**Document extract:**
━━━

The visual appearance of a contrail does not coincide with either the ice crystal number density distribution, or the ice mass distribution, but depends as well on other factors such as the crystal size and shape and the angle of the sun. The rate of scattering and absorption per unit volume of contrail is more closely represented, for visual wavelengths and small crystals, by the total crystal surface area per unit volume.2 Figure 4 displays a 3D isosurface of surface area density for simulation A30b at time 240 s, giving some indication of the visual appearance of this contrail at this stage of development. Note that strong ambient stratification is not required for the appearance of the periodic downward puffs generally present in contrail development, as is often stated in popular literature (e.g., Schaefer and Day 1981). This belief probably dates back to an earlier explanation for these puffs due to Scorer and Davenport (1970).
b. Varying RHice and aircraft type
Figure 5 illustrates results for simulation A10 analogous to those in Fig. 2. The conditions are the same as before except the ambient relative humidity with respect to ice is now 110% (and 10 min of simulated results are shown). The compressional heating now leads to the eventual evaporation of the ice crystals within the immediate vicinity of the vortices. This effect was first noted in the literature by Sussmann and Gierens (1999) in the context of two-dimensional simulations with low ambient ice supersaturations. In three dimensions we can carry the simulations past the vortex linking stage to find that this can be an important effect even for significant ambient ice supersaturations largely because of the significant vertical descent of the wake occurring after linking. The evolution of the ice crystal number density is now quite different than that of a passive tracer.
The fraction of ice crystals lost through this mechanism depends on a competition between the rate at which the fluid around the vortices is forced below the saturation level (and the ice crystals sublimate), and the rate at which supersaturated ambient fluid is mixed into this system. For the conditions considered here (there is a modest dependence on ambient temperature) a parcel with initial RHi > 1 would, in the absence of mixing, become subsaturated after descending approximately 920(RHi − 1) meters.3 The mixing that occurs into the ellipse of descending fluid increases the required drop significantly; for example, for case A10 the rate of ice crystal loss is largest at about 95 s after a drop of 215 m, rather than at 40 s after a drop of 92 m. The loss of ice crystals within the vortex cores themselves are slowed by two other factors—the enhanced humidity from the engine exhausts confined there and the lowering of the saturation point due to the lower pressure within the cores. For the present B747 simulations the added pressure drop in the vortex cores is 2.4 hPa early in the evolution, 1.3 hPa at 60 s, and 0.63 hPa at 100 s. It is the lower core pressure that makes the contrail a good signature for the vortex dynamics for some favorable conditions (e.g., Fig. 13 below) and, together with the adiabatic heating, leads to the contrail pair becoming progressively thinner over time in these cases (cf. Fig. 3 in Sussmann and Gierens 1999).
For supersaturated conditions the future of any ice crystals is assured if they can escape from the descending vortex system. Any enhancement to mixing improves their prospects. Accordingly there are two particularly important events during the wake evolution. First the initial vortex linking process, which is invariably associated with the escape of some of the exhaust from the descending vortex system as well as a dilution within the vortex cores, and second, the final collapse of the coherent vortex rings, after which the once confined ice crystals efficiently mix with the ambient atmosphere and begin to buoyantly rise.

━━━

**Records from a point labeling set:**
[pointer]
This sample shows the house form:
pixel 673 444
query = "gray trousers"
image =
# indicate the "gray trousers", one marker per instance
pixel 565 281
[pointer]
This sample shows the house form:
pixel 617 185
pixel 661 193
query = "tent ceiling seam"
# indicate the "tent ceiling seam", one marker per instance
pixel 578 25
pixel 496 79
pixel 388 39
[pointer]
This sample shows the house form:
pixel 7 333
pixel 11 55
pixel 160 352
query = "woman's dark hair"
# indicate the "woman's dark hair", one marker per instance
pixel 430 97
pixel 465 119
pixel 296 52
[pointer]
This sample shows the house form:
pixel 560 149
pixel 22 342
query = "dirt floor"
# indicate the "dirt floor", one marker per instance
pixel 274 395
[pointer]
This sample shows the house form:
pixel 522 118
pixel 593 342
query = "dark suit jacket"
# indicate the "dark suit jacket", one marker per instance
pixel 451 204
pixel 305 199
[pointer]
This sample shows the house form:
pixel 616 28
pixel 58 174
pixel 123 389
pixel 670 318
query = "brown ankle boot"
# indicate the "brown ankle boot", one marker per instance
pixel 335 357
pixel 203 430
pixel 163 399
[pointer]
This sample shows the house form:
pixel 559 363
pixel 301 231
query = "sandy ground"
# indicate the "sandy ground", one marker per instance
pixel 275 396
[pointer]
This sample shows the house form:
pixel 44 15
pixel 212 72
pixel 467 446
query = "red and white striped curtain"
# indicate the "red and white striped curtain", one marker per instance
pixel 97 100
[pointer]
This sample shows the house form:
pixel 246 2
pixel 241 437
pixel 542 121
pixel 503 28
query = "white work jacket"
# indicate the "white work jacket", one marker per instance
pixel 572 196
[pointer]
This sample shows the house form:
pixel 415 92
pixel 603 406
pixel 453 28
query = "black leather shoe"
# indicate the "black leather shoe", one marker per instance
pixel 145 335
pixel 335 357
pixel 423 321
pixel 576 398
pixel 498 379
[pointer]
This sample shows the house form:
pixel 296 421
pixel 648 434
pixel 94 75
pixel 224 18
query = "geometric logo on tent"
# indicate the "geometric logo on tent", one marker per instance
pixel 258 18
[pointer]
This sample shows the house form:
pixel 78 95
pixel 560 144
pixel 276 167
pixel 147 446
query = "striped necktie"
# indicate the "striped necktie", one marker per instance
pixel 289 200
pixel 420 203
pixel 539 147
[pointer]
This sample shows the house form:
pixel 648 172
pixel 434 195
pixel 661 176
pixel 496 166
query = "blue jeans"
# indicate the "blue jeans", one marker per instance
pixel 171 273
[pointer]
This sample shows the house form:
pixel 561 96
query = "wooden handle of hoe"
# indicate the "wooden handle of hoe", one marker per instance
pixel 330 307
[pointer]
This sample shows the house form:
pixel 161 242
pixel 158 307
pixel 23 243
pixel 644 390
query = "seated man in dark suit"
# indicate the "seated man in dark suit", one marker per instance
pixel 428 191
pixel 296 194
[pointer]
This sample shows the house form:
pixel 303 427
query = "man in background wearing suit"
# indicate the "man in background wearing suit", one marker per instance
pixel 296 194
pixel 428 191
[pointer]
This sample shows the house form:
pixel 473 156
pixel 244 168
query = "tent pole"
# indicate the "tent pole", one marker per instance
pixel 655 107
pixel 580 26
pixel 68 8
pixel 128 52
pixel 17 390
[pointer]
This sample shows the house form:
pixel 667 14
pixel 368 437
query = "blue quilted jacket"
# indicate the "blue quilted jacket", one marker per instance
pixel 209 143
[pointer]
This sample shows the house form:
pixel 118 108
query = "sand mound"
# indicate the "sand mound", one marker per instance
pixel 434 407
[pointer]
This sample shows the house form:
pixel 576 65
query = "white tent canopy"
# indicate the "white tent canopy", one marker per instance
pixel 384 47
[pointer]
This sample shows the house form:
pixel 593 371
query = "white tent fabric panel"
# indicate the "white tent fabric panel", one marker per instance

━━━

**Written exercise A:** Rewrite the contrail simulation passage starting at "For supersaturated conditions" and ending at "to buoyantly rise.", using "surrounding air" in place of "ambient atmosphere".
**Written exercise B:** In the contrail simulation passage, what ambient relative humidity with respect to ice was used for simulation A10?
**Written exercise C:** Write what comes next in the contrail simulation passage, after its final sentence.

**Task response A:**
For supersaturated conditions the future of any ice crystals is assured if they can escape from the descending vortex system. Any enhancement to mixing improves their prospects. Accordingly there are two particularly important events during the wake evolution. First the initial vortex linking process, which is invariably associated with the escape of some of the exhaust from the descending vortex system as well as a dilution within the vortex cores, and second, the final collapse of the coherent vortex rings, after which the once confined ice crystals efficiently mix with the surrounding air and begin to buoyantly rise.

**Task response B:** 110%

**Task response C:**
Figure 6 illustrates results analogous to those in Fig. 5 but for a B737 [with the drift velocity taken to be 7.62 m s−1 as in the results presented in Lewellen et al. (1998)]. In this case with a smaller aircraft (whose vortices fall neither as far nor as fast) the ice crystal loss is much less, and the contrail retains the full plume volume. A lesser contributing factor is that the engines are further inboard so that more of the exhaust is detrained into the upper wake and less is confined within the vortex cores.
Figures 7–9 summarize some results from our simulations varying RHi for the two chosen aircraft. One should keep in mind that these are based on single realizations of short lengths of contrails; however, there is some indication that for integrated quantities the variation between different turbulent realizations under similar conditions is not great. For example, the results for simulations A30b and A30c are indistinguishable on these plots from those of simulation A30. The total ice crystal surface area (computed here assuming spherical crystals) is important for heterogeneous chemistry in the contrail, as well as for its influence on the contrail’s radiative properties. The increase in total ice mass, surface area, and the fraction of ice crystals surviving, is evident as the ambient relative humidity with respect to ice is increased. More surprising are the differences between aircraft. While the B747 contrail has a larger total ice mass than the B737 for high ambient supersaturations, we have for RHi = 110% that the B737 eventually produces as significant a contrail as the B747 even though it consumes only about 20% as much fuel per meter of flight path. The fraction of ice crystals lost due to adiabatic heating is greatest when the evaporation occurs before the onset of vortex linking (B747, RHi = 102%), less but still more than two-thirds of the total when it occurs during the linking process (B747, RHi = 110%; B737, RHi = 102%), only a modest fraction when it occurs after linking (B747 RHi = 120%; B737, RHi = 110%), and nonexistent if it does not arise before the vortex rings dissolve (RHi = 130%).
We note in passing several other features apparent in Fig. 8. The rate of growth in plume ice mass (due to increased plume volume) is slowest early on when the plume grows only vertically and the descending ellipse about the vortices hardly grows at all; increases dramatically after linking when the vortex rings distort in all three dimensions and many ice crystals escape from the vortex system; and slows again when the vortex rings dissolve. The Brunt–Väisälä oscillations are just apparent in the variation of the ice mass at late times.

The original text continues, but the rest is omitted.